>> Begin MATERIAL SUPPLIED

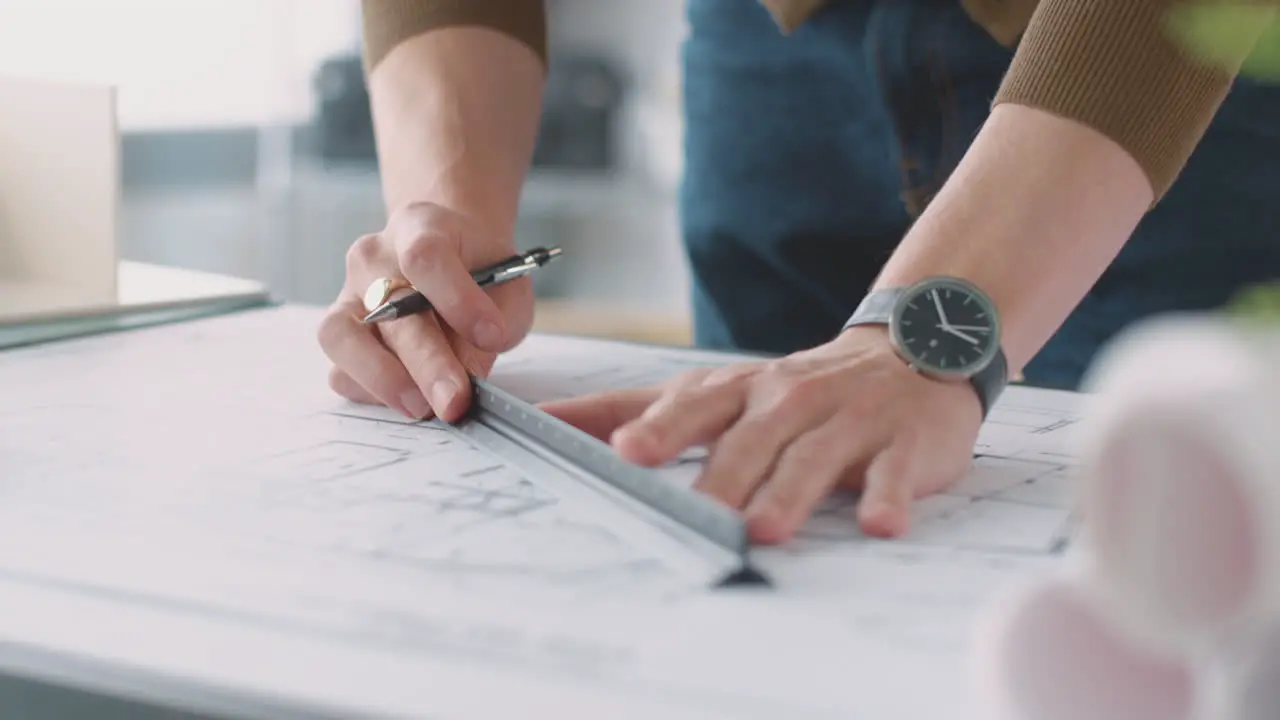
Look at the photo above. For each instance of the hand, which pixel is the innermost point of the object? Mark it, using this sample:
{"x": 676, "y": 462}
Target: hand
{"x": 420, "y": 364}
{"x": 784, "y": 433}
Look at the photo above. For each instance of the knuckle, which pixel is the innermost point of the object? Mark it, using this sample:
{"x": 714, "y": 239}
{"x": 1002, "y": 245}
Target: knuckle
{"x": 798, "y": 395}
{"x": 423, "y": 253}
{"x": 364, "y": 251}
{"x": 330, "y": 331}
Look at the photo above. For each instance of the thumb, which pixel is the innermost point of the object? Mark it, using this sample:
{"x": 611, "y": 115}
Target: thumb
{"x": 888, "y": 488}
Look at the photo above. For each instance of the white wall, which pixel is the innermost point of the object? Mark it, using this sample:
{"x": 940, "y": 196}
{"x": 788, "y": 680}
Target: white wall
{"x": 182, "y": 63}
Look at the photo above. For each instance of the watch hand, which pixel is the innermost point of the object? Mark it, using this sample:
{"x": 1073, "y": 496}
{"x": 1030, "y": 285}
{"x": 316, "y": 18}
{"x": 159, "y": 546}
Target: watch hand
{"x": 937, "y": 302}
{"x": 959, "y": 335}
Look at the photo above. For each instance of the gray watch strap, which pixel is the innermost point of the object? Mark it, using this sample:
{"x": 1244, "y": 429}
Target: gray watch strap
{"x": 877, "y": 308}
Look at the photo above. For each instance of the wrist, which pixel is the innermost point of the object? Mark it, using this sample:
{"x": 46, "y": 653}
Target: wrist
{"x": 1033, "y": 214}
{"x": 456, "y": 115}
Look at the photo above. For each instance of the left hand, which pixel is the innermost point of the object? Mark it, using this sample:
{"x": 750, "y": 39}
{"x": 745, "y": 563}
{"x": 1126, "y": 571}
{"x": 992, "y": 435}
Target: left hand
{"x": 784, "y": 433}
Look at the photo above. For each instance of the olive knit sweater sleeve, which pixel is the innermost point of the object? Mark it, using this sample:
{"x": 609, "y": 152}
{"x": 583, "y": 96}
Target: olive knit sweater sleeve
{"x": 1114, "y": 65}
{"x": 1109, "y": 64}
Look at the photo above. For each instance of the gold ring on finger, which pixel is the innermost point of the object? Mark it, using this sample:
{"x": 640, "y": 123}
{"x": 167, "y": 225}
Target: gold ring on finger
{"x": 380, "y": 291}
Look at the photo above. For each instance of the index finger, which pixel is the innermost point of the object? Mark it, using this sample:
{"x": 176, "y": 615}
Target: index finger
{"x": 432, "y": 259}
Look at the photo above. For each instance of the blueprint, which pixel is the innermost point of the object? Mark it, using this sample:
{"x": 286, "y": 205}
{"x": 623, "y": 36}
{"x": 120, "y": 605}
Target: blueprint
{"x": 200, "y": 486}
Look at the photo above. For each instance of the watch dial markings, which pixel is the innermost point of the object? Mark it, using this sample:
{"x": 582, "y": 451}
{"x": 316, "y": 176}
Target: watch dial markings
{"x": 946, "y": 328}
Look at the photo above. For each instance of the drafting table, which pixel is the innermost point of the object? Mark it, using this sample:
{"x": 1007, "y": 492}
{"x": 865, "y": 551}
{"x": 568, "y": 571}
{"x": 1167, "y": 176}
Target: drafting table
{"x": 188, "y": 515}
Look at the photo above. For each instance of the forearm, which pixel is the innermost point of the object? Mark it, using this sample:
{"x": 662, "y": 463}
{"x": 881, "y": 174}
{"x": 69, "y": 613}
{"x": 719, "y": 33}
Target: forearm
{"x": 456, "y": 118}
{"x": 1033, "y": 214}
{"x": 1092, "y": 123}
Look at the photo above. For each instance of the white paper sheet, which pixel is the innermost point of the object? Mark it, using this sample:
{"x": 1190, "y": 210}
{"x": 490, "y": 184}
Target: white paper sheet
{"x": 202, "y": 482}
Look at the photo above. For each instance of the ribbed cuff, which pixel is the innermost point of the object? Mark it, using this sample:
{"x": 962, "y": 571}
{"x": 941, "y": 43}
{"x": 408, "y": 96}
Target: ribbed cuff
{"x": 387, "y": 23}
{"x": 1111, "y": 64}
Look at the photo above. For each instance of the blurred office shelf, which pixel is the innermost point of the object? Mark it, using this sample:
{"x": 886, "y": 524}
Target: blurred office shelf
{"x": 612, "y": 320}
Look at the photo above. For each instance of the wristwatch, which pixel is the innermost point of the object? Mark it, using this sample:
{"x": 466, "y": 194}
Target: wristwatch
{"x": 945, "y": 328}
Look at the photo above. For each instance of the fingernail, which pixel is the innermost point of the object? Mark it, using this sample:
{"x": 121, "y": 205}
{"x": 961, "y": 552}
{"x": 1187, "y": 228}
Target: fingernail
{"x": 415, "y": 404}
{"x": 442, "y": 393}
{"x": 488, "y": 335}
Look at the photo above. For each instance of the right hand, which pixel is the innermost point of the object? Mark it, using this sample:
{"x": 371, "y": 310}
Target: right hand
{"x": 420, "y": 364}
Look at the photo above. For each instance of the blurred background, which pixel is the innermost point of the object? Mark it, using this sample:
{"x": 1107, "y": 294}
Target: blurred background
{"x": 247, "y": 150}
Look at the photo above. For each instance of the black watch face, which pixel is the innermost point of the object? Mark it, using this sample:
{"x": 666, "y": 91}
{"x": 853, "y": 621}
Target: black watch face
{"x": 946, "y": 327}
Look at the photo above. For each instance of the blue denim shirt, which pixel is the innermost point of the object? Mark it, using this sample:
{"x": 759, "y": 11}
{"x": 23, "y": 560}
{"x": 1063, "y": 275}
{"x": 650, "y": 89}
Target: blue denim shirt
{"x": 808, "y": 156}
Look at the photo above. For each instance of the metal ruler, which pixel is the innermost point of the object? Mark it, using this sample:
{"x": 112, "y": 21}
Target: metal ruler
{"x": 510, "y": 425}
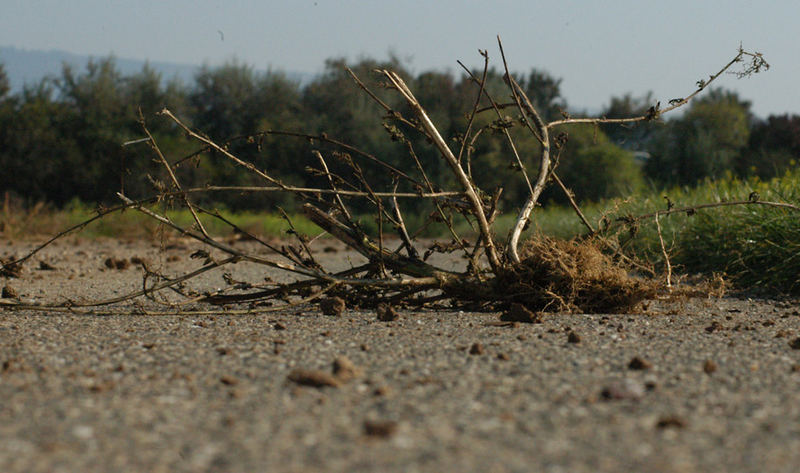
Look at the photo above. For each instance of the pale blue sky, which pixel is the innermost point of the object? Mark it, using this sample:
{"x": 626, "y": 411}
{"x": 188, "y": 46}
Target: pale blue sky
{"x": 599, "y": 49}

>> End MATERIAL SUPPLIED

**OBJECTIVE**
Please repeat every one of the records above word for word, leaving the pictures out of your answer.

**SOLUTION TO THIS TASK**
Look at the photo above. For each instance of the hand, which pixel is the innermost point of the object? Mark it, using this sample:
{"x": 676, "y": 462}
Target: hand
{"x": 420, "y": 364}
{"x": 784, "y": 433}
Look at the photo above. For each instance of the knuckle, which pixel is the innermost point of the object? Mark it, using this sample:
{"x": 714, "y": 239}
{"x": 1002, "y": 245}
Target: knuckle
{"x": 798, "y": 395}
{"x": 423, "y": 253}
{"x": 364, "y": 251}
{"x": 330, "y": 331}
Look at the photo above. For each instance of the thumb, which pixel is the innermost point of the object? Mark it, using this sample:
{"x": 611, "y": 115}
Target: thumb
{"x": 888, "y": 488}
Look at the photo above. For each instance of the white wall, which pixel is the innermost point of the object? Mark it, using this sample:
{"x": 940, "y": 196}
{"x": 788, "y": 680}
Target: white wall
{"x": 182, "y": 63}
Look at the photo above. For each instance of the watch hand, which pixel is the innermost point of the object? Mark it, using this sample:
{"x": 1073, "y": 496}
{"x": 1030, "y": 285}
{"x": 316, "y": 18}
{"x": 159, "y": 546}
Target: watch hand
{"x": 937, "y": 302}
{"x": 959, "y": 335}
Look at the photo above. For each instance of the gray watch strap, which pixel is the innermost point of the object? Mark it, using this sample:
{"x": 1244, "y": 429}
Target: gray watch strap
{"x": 877, "y": 308}
Look at the photo above. For each instance of the wrist, which pixel is the innermost point of the object? Mark it, using this sample:
{"x": 46, "y": 653}
Target: wrist
{"x": 1033, "y": 214}
{"x": 456, "y": 115}
Look at the photo above. For each instance of the left hand, which pixel is the innermost point of the object? Mark it, using this sample:
{"x": 750, "y": 39}
{"x": 745, "y": 563}
{"x": 1126, "y": 571}
{"x": 992, "y": 435}
Target: left hand
{"x": 784, "y": 433}
Look at the photo above. For each instance of the olive knit sweater sleeve, which pixel is the innermost point of the object? Mark it, using this sample:
{"x": 609, "y": 152}
{"x": 583, "y": 96}
Target: olive knit sweater sleeve
{"x": 1114, "y": 65}
{"x": 1109, "y": 64}
Look at the photo above. For each instance of the gold ring on finger, which pixel is the innermost point of the object? Mark it, using this sample:
{"x": 640, "y": 123}
{"x": 167, "y": 225}
Target: gold ring on finger
{"x": 380, "y": 291}
Look at the photo above. For each instance of the index finger, which pixel is the innermost point of the object? Mark it, using this sample:
{"x": 176, "y": 615}
Target: index finger
{"x": 432, "y": 259}
Look at the photo above. For each instance of the blueprint, which pixel is the innermost point of the object? Mark it, using this sample:
{"x": 286, "y": 205}
{"x": 623, "y": 36}
{"x": 120, "y": 605}
Target: blueprint
{"x": 200, "y": 486}
Look at the photo above. For each instance of the watch dial markings, which pixel is the innermost point of the object? Mark it, using this sample:
{"x": 582, "y": 451}
{"x": 316, "y": 176}
Target: watch dial markings
{"x": 946, "y": 328}
Look at the photo above. For each instance of the drafting table, which pixel is the innermost point of the object? Mark it, using this sample:
{"x": 1007, "y": 492}
{"x": 865, "y": 551}
{"x": 568, "y": 571}
{"x": 1167, "y": 176}
Target: drafting table
{"x": 188, "y": 515}
Look at the photo above. For each instance of the forearm, which pixel is the innermost point of the object? Mark it, using this sample:
{"x": 662, "y": 463}
{"x": 881, "y": 174}
{"x": 69, "y": 613}
{"x": 719, "y": 33}
Target: forearm
{"x": 456, "y": 118}
{"x": 1033, "y": 214}
{"x": 1092, "y": 123}
Look at the photo above. For each instance of the white paper sheet, which pixel is the innermost point of the object? Mark it, using this sample:
{"x": 1190, "y": 210}
{"x": 490, "y": 184}
Target: white paper sheet
{"x": 202, "y": 482}
Look at the photo above. For each instance of the ribbed cuff, which pixel is the innermost point of the object? Mark it, using this sample:
{"x": 962, "y": 571}
{"x": 941, "y": 43}
{"x": 408, "y": 96}
Target: ribbed cuff
{"x": 387, "y": 23}
{"x": 1111, "y": 64}
Look at the photo above. For each instance of the blurred office shelf, which pixel is the innermost point of the object? Mark it, using this sample:
{"x": 886, "y": 524}
Target: blurred office shelf
{"x": 612, "y": 320}
Look at the photo above. For each instance of the wristwatch, which pixel is the innermost point of the object? Mark it, using this sample:
{"x": 466, "y": 194}
Target: wristwatch
{"x": 945, "y": 328}
Look at the photo above. For each instance of the fingernail, which pixel is the innermost point of the object? Mark it, using this sample:
{"x": 121, "y": 205}
{"x": 961, "y": 552}
{"x": 1187, "y": 228}
Target: fingernail
{"x": 415, "y": 404}
{"x": 442, "y": 393}
{"x": 488, "y": 335}
Look at the photo above. For each instance of the right hand, which pixel is the innermost point of the object? Mark it, using this sample:
{"x": 371, "y": 310}
Target: right hand
{"x": 420, "y": 364}
Look at the photo above. For each instance of the blurred background, which pixel is the innermost point of the object? Mark it, using this sample:
{"x": 1107, "y": 294}
Target: blurred background
{"x": 247, "y": 150}
Look at the photo above. For each instance of the black watch face, which pixel is the innermost point of the object? Mark it, using this sample:
{"x": 666, "y": 91}
{"x": 853, "y": 621}
Target: black watch face
{"x": 946, "y": 327}
Look at the photo above. For each instance of the blue denim shirt, which pixel is the innermost point of the object? Mark it, using this sample:
{"x": 759, "y": 11}
{"x": 23, "y": 560}
{"x": 1063, "y": 275}
{"x": 650, "y": 89}
Target: blue denim shirt
{"x": 808, "y": 156}
Look at the photo above. For each instance of the metal ruler, which pixel is the innermost point of the object? Mark it, using this sample:
{"x": 112, "y": 21}
Target: metal ruler
{"x": 510, "y": 425}
Look at the photo above. For each instance of the pale blue sky, which pixel is the innermost point of the object? Mark it, using this sample:
{"x": 626, "y": 411}
{"x": 188, "y": 46}
Target: pale blue sky
{"x": 599, "y": 49}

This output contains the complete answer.